[WHAT YOU WILL DO]
Check the records below line by line. Give the count of lines with "woman", and nothing else.

Segment Start: SOURCE DATA

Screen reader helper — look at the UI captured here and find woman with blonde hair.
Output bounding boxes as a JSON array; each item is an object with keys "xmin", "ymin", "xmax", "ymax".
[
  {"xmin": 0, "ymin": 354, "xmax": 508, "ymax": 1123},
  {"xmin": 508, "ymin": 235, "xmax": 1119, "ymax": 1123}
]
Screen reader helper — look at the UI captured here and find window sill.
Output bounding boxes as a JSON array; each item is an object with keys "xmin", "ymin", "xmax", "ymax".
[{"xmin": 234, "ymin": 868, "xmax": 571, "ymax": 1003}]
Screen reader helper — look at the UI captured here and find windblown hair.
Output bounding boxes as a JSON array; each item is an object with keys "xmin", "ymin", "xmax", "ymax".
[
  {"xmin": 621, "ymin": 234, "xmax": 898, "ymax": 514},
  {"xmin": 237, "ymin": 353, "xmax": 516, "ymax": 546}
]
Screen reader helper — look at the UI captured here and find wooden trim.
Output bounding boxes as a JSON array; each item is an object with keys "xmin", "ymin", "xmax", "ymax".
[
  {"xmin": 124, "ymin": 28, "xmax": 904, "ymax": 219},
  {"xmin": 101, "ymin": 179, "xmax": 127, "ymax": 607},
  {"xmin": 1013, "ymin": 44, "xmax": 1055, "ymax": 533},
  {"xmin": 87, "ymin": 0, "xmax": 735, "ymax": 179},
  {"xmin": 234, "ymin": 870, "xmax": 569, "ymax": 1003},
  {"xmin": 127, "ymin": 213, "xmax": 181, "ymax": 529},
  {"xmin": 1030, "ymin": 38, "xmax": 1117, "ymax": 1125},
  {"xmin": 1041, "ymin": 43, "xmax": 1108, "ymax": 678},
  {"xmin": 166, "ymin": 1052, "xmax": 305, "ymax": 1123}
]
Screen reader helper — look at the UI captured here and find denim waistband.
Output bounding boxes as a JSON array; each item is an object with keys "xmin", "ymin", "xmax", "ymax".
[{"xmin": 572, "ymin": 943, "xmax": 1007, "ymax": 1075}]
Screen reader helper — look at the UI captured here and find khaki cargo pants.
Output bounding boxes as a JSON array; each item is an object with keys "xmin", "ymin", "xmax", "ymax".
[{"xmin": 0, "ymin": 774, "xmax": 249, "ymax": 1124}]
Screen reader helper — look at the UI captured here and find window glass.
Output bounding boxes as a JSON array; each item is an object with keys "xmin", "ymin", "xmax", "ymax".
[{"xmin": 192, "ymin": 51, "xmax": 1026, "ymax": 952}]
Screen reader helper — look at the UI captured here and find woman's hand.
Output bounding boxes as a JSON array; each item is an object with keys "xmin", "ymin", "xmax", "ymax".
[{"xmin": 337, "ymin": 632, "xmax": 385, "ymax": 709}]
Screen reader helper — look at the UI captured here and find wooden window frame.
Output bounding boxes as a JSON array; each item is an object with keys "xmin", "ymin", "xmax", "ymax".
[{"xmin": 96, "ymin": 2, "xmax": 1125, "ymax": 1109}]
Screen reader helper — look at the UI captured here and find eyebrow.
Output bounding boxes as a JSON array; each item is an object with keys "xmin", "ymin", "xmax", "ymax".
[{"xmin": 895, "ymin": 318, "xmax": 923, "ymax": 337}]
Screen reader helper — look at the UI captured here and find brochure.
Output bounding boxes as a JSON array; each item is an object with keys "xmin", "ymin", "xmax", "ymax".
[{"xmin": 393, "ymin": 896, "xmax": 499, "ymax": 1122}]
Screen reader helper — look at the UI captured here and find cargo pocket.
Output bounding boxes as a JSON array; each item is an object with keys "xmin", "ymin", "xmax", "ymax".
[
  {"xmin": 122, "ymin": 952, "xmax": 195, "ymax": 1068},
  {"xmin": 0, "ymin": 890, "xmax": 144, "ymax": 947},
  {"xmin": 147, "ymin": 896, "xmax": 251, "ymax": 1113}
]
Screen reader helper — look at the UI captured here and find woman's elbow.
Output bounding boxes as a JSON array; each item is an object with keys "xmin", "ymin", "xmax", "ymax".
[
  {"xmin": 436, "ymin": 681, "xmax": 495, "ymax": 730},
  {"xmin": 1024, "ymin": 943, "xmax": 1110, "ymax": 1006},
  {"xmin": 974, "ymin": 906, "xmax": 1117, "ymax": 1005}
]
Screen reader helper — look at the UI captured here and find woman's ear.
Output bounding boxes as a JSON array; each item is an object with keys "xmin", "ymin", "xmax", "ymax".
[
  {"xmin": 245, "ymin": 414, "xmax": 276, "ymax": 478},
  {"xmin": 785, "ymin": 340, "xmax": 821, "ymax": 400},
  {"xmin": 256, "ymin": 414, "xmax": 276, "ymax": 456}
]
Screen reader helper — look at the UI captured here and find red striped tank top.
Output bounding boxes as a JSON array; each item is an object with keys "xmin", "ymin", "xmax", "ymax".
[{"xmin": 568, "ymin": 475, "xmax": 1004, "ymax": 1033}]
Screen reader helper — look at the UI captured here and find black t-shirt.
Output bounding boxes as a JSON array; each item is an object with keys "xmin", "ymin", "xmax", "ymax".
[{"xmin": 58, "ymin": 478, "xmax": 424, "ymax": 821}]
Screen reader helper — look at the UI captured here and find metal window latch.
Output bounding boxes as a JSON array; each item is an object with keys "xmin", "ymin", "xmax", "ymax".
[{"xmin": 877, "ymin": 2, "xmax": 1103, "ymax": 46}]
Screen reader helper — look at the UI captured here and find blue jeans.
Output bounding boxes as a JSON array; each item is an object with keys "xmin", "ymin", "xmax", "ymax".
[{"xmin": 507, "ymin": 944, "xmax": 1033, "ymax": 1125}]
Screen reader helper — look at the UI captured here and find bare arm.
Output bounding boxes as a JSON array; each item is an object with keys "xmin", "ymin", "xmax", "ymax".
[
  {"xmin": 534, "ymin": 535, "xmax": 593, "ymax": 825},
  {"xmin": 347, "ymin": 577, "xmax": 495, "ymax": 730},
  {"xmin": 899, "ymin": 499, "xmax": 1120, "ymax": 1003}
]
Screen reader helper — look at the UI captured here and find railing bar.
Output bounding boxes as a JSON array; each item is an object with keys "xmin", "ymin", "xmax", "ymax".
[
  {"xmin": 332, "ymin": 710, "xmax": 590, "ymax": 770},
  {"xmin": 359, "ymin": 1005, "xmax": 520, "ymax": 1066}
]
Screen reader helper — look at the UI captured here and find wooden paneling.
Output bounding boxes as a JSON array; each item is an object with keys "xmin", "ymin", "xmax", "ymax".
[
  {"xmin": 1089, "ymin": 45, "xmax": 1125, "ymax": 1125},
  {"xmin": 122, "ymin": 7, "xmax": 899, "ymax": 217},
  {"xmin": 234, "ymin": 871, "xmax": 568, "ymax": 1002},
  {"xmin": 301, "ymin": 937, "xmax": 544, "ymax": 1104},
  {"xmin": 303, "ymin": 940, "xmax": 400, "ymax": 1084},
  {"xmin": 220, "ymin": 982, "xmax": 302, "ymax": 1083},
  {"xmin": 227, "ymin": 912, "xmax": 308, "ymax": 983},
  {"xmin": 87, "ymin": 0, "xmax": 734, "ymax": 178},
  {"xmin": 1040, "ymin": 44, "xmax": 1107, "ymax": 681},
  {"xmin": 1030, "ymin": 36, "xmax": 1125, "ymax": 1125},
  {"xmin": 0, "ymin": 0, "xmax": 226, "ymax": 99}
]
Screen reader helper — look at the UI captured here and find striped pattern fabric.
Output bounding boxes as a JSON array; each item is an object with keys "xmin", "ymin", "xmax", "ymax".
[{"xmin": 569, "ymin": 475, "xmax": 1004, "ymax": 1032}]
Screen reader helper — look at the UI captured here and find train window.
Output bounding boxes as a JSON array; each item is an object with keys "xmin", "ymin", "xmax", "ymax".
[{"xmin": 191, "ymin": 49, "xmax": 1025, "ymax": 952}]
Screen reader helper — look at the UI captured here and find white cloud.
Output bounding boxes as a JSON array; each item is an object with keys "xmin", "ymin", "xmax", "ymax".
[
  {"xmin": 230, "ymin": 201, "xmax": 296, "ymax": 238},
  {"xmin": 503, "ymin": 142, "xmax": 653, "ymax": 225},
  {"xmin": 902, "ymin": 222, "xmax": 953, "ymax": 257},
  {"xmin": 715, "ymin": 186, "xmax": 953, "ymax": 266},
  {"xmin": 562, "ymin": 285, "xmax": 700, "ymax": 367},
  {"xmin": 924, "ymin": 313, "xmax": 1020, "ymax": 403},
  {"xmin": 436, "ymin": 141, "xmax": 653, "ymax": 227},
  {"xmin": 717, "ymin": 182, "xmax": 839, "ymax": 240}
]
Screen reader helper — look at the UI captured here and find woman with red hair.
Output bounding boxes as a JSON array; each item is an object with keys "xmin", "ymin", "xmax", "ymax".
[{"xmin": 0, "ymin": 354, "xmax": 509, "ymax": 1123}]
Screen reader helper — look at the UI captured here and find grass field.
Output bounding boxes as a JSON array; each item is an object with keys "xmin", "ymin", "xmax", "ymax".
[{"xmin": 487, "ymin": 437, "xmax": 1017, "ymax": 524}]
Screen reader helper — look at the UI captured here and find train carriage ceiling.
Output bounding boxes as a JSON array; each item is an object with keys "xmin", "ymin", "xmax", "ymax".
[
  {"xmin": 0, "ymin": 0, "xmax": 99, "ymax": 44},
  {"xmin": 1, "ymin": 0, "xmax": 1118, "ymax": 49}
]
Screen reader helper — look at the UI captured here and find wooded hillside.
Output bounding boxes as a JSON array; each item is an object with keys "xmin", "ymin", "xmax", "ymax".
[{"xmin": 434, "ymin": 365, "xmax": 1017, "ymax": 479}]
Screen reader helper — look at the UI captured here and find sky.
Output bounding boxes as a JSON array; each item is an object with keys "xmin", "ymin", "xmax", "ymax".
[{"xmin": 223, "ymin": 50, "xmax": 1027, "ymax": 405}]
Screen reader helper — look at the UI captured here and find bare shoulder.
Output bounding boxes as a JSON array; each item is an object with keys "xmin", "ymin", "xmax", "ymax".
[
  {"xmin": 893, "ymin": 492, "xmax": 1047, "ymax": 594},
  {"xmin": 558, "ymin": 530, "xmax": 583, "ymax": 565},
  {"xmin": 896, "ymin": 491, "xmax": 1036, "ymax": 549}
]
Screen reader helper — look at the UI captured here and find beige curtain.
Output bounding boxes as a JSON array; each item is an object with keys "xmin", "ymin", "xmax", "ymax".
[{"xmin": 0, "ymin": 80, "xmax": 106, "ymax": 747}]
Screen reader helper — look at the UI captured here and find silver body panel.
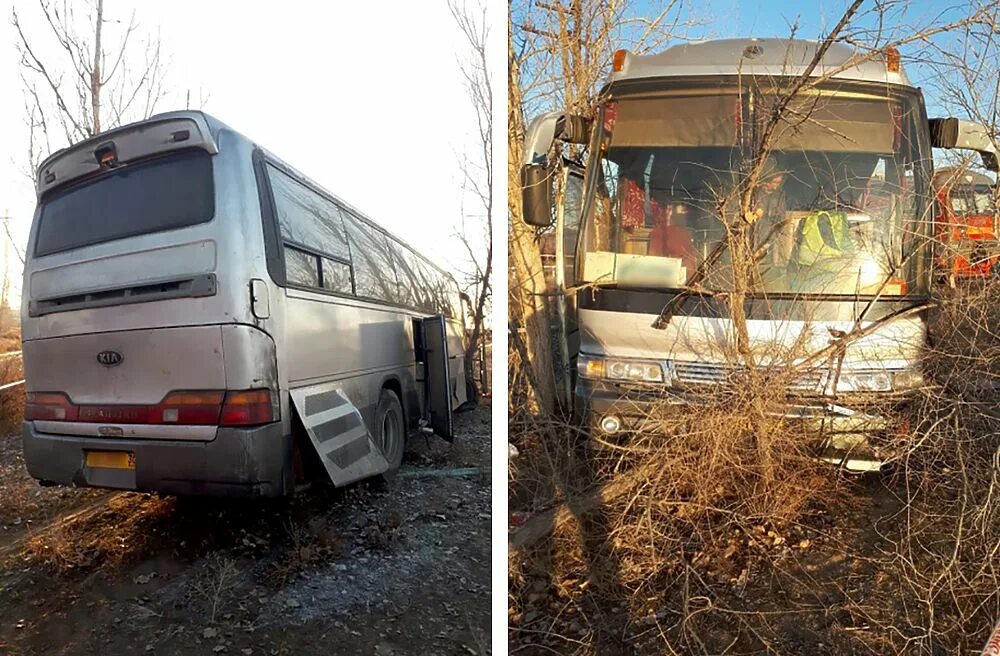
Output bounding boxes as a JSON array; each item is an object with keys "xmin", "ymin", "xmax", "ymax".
[
  {"xmin": 21, "ymin": 110, "xmax": 466, "ymax": 496},
  {"xmin": 580, "ymin": 308, "xmax": 924, "ymax": 372}
]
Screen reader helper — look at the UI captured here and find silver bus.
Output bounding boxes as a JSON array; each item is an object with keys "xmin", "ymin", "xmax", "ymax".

Segment End: SOURCE DATA

[REPLY]
5